Aim of the task –
Rewrite the rows from the line containing "Batch job spec — class: white background." through the line containing "68, 438, 175, 551", replacing "white background" with "plain backdrop" and keeping everything else unchanged.

— begin Material provided —

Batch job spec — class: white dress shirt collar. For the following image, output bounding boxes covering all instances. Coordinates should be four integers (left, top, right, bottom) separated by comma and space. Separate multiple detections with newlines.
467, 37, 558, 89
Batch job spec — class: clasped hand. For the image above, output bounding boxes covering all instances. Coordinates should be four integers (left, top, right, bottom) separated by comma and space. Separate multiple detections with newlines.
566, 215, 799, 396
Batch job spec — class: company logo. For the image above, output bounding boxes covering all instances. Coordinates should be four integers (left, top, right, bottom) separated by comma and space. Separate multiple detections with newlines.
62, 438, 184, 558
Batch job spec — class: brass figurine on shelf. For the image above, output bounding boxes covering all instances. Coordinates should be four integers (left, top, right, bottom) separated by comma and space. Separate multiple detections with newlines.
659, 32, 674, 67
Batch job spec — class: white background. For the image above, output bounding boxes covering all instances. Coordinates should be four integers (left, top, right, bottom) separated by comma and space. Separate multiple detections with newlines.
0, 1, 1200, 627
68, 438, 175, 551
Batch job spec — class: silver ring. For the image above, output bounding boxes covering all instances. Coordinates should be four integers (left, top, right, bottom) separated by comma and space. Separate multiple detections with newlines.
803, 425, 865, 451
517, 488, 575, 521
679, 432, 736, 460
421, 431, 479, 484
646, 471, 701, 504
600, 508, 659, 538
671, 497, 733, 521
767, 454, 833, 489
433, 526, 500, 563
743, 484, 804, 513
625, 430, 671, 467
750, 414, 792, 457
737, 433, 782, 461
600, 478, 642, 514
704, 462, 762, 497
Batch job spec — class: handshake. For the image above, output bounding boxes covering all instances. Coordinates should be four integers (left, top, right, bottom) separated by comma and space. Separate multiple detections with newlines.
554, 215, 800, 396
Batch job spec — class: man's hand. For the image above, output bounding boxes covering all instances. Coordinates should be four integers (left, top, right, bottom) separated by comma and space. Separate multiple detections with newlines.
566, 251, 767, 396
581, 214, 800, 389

— end Material provided —

Exercise solution –
Batch job spec — class: plain backdrop. For the image above, output bounding boxes covering all instances. Coordinates should be four integers (left, top, right, bottom) separated by comma and space. Separate multiple detections with newlines.
0, 1, 1200, 627
68, 438, 175, 551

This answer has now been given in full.